## Stored items from a collection:
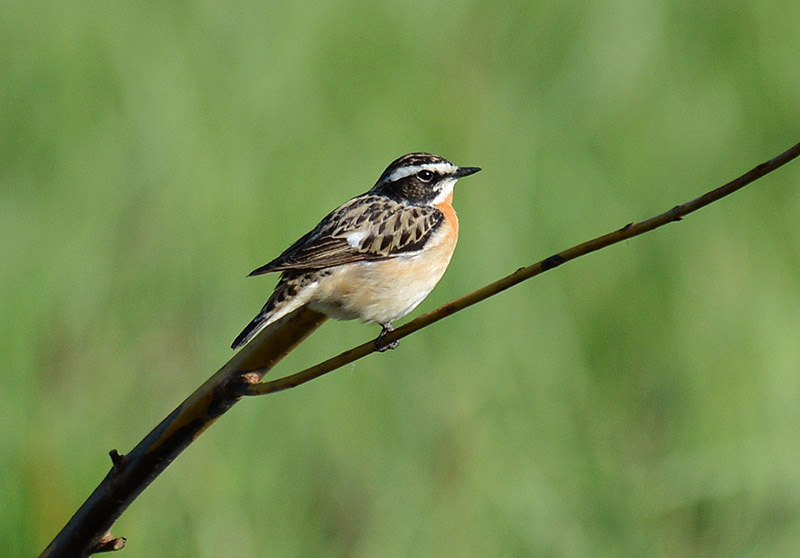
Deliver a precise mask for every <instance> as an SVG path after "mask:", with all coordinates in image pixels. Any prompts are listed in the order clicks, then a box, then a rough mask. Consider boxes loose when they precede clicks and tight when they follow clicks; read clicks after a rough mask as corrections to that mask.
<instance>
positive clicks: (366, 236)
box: [345, 230, 369, 249]
mask: <svg viewBox="0 0 800 558" xmlns="http://www.w3.org/2000/svg"><path fill="white" fill-rule="evenodd" d="M368 234H369V231H364V230H361V231H353V232H351V233H350V234H348V235H347V236H346V237H345V238H346V239H347V243H348V244H349V245H350V246H352V247H353V248H356V249H358V248H361V242H362V241H363V240H364V239H365V238H366V237H367V235H368Z"/></svg>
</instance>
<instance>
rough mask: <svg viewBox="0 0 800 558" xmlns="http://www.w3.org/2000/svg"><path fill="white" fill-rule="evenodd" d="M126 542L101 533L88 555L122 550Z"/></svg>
mask: <svg viewBox="0 0 800 558" xmlns="http://www.w3.org/2000/svg"><path fill="white" fill-rule="evenodd" d="M112 451H115V450H112ZM126 542H127V539H126V538H125V537H115V536H114V535H112V534H111V531H106V532H105V533H103V536H102V537H100V540H98V541H97V542H96V543H95V544H94V545H92V548H91V549H89V554H99V553H101V552H114V551H116V550H122V548H124V546H125V543H126Z"/></svg>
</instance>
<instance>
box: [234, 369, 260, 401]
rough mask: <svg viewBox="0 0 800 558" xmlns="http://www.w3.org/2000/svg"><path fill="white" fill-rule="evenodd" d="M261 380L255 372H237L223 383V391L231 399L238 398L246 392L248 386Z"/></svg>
mask: <svg viewBox="0 0 800 558" xmlns="http://www.w3.org/2000/svg"><path fill="white" fill-rule="evenodd" d="M260 381H261V376H260V375H259V374H258V373H257V372H246V373H244V374H239V375H237V376H235V377H233V378H231V379H230V380H228V381H227V382H226V383H225V393H226V395H227V396H228V397H230V398H232V399H238V398H240V397H244V396H245V395H247V394H248V388H249V387H250V386H252V385H255V384H257V383H259V382H260Z"/></svg>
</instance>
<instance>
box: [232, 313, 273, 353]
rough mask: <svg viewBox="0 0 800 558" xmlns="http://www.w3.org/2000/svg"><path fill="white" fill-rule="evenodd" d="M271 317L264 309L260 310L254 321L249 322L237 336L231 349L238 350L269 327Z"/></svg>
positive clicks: (232, 345) (255, 317)
mask: <svg viewBox="0 0 800 558" xmlns="http://www.w3.org/2000/svg"><path fill="white" fill-rule="evenodd" d="M269 318H270V317H269V315H268V314H265V313H264V311H263V310H262V311H261V312H259V313H258V316H256V317H255V318H253V321H251V322H250V323H249V324H247V326H246V327H245V328H244V329H243V330H242V332H241V333H240V334H239V335H237V336H236V339H234V340H233V343H231V349H233V350H236V349H238V348H239V347H242V346H244V345H246V344H247V343H248V342H249V341H250V340H251V339H252V338H253V337H255V336H256V334H257V333H258V332H259V331H261V330H262V329H264V328H265V327H267V325H268V324H269Z"/></svg>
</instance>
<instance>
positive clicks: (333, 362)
mask: <svg viewBox="0 0 800 558" xmlns="http://www.w3.org/2000/svg"><path fill="white" fill-rule="evenodd" d="M798 155H800V143H798V144H796V145H794V146H792V147H791V148H789V149H787V150H786V151H784V152H783V153H781V154H780V155H778V156H777V157H775V158H773V159H770V160H769V161H766V162H764V163H761V164H760V165H758V166H757V167H755V168H753V169H752V170H750V171H749V172H746V173H745V174H743V175H741V176H740V177H738V178H736V179H734V180H731V181H730V182H728V183H727V184H723V185H722V186H720V187H719V188H716V189H714V190H711V191H710V192H707V193H705V194H703V195H702V196H700V197H699V198H695V199H693V200H691V201H688V202H686V203H683V204H681V205H676V206H675V207H673V208H672V209H670V210H668V211H665V212H664V213H661V214H659V215H656V216H655V217H651V218H649V219H647V220H645V221H640V222H638V223H628V224H627V225H625V226H624V227H622V228H621V229H618V230H616V231H613V232H610V233H608V234H604V235H603V236H598V237H597V238H594V239H592V240H588V241H586V242H583V243H581V244H578V245H576V246H573V247H572V248H567V249H566V250H564V251H562V252H559V253H558V254H555V255H553V256H550V257H549V258H545V259H544V260H542V261H540V262H537V263H535V264H532V265H529V266H527V267H522V268H520V269H518V270H517V271H515V272H514V273H512V274H511V275H507V276H505V277H503V278H502V279H499V280H497V281H495V282H494V283H490V284H488V285H486V286H485V287H482V288H480V289H478V290H476V291H473V292H471V293H470V294H468V295H466V296H462V297H461V298H458V299H456V300H454V301H452V302H450V303H449V304H445V305H444V306H442V307H440V308H437V309H436V310H433V311H431V312H428V313H427V314H423V315H422V316H419V317H417V318H415V319H414V320H412V321H410V322H408V323H407V324H405V325H403V326H402V327H399V328H397V329H395V330H394V331H392V332H391V333H387V334H386V335H385V336H384V337H383V343H384V344H388V343H391V342H392V341H397V340H399V339H402V338H403V337H407V336H409V335H411V334H412V333H414V332H416V331H419V330H420V329H422V328H424V327H427V326H429V325H431V324H432V323H435V322H438V321H439V320H443V319H444V318H446V317H448V316H450V315H452V314H455V313H456V312H459V311H461V310H463V309H464V308H467V307H469V306H472V305H473V304H477V303H479V302H481V301H484V300H486V299H487V298H489V297H490V296H494V295H496V294H497V293H500V292H502V291H504V290H506V289H508V288H510V287H513V286H514V285H517V284H519V283H522V282H523V281H527V280H528V279H530V278H531V277H535V276H536V275H539V274H542V273H544V272H545V271H549V270H551V269H553V268H555V267H558V266H560V265H561V264H563V263H566V262H568V261H570V260H574V259H576V258H579V257H581V256H584V255H586V254H589V253H590V252H595V251H597V250H600V249H601V248H606V247H607V246H611V245H612V244H617V243H618V242H622V241H623V240H627V239H629V238H633V237H634V236H639V235H640V234H644V233H646V232H650V231H652V230H654V229H657V228H659V227H661V226H663V225H666V224H667V223H671V222H673V221H680V220H681V219H683V217H685V216H686V215H688V214H690V213H692V212H694V211H697V210H698V209H701V208H703V207H705V206H707V205H709V204H711V203H713V202H715V201H717V200H719V199H720V198H723V197H725V196H727V195H729V194H732V193H733V192H735V191H737V190H739V189H741V188H744V187H745V186H747V185H748V184H750V183H752V182H755V181H756V180H758V179H759V178H761V177H762V176H764V175H766V174H769V173H770V172H772V171H774V170H775V169H777V168H779V167H781V166H783V165H785V164H786V163H788V162H789V161H791V160H792V159H794V158H796V157H797V156H798ZM375 350H376V349H375V344H374V342H371V341H370V342H368V343H364V344H363V345H359V346H358V347H354V348H352V349H350V350H348V351H345V352H343V353H341V354H339V355H337V356H335V357H333V358H330V359H328V360H326V361H325V362H321V363H319V364H317V365H315V366H312V367H310V368H306V369H305V370H301V371H300V372H296V373H294V374H291V375H290V376H286V377H284V378H279V379H277V380H271V381H269V382H261V383H257V384H250V385H245V384H242V383H239V384H231V386H230V387H231V389H232V390H233V392H234V393H236V394H239V395H266V394H268V393H275V392H278V391H283V390H286V389H291V388H293V387H297V386H299V385H302V384H304V383H306V382H309V381H311V380H313V379H315V378H319V377H320V376H323V375H325V374H327V373H329V372H332V371H334V370H336V369H337V368H341V367H342V366H345V365H347V364H350V363H351V362H353V361H356V360H358V359H360V358H364V357H365V356H367V355H368V354H370V353H372V352H375Z"/></svg>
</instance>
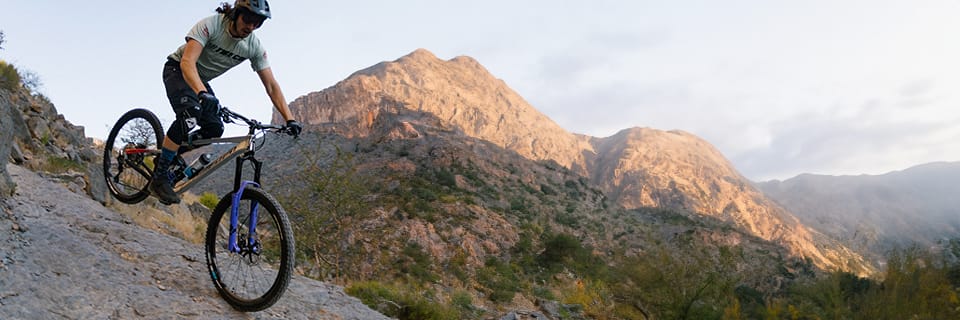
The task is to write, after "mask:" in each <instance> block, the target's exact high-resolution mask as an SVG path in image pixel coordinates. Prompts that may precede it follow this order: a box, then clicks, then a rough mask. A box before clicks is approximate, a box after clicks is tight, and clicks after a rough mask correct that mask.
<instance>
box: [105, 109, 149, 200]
mask: <svg viewBox="0 0 960 320" xmlns="http://www.w3.org/2000/svg"><path fill="white" fill-rule="evenodd" d="M161 128H162V127H161V126H160V120H159V119H157V116H156V115H154V114H153V113H152V112H150V111H149V110H146V109H133V110H130V111H128V112H127V113H125V114H124V115H123V116H121V117H120V120H117V124H116V125H114V126H113V130H110V135H109V136H107V142H106V144H104V146H103V177H104V178H105V179H106V180H107V187H108V188H107V189H109V190H110V194H111V195H113V197H114V198H116V199H117V200H120V202H123V203H130V204H133V203H137V202H140V201H143V199H146V198H147V196H149V195H150V192H149V191H148V190H147V188H148V187H149V186H150V178H151V176H152V175H153V172H152V171H153V158H154V157H153V156H155V155H156V154H157V153H158V152H159V150H160V148H159V145H160V143H161V142H162V141H163V131H162V130H161Z"/></svg>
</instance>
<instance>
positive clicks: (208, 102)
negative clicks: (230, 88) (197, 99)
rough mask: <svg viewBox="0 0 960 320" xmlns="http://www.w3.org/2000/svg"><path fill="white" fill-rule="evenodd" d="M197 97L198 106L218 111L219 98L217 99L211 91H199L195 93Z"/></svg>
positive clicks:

## Your task:
Pick out each line of the data above that contains the word "then", and copy those lines in full.

## Written reply:
Deliver a precise mask for every <instance> as an SVG path after "mask:", with all coordinates in image pixels. Any prompts are listed in the order clicks, then a box, then a rough mask. Consider boxes loose when they precede clicks and tight when they follow clicks; read clicks after a rough mask as corrections to that mask.
The task is to write, after "mask:" in each <instance> block, the target's exact high-resolution mask as an SVG path in image pixel coordinates. Prompts that may precede it follow this order: a box, then clicks, then a rough mask. A box before clicks is approximate, a box after clicks is tight, and clicks after a rough mask correct that mask.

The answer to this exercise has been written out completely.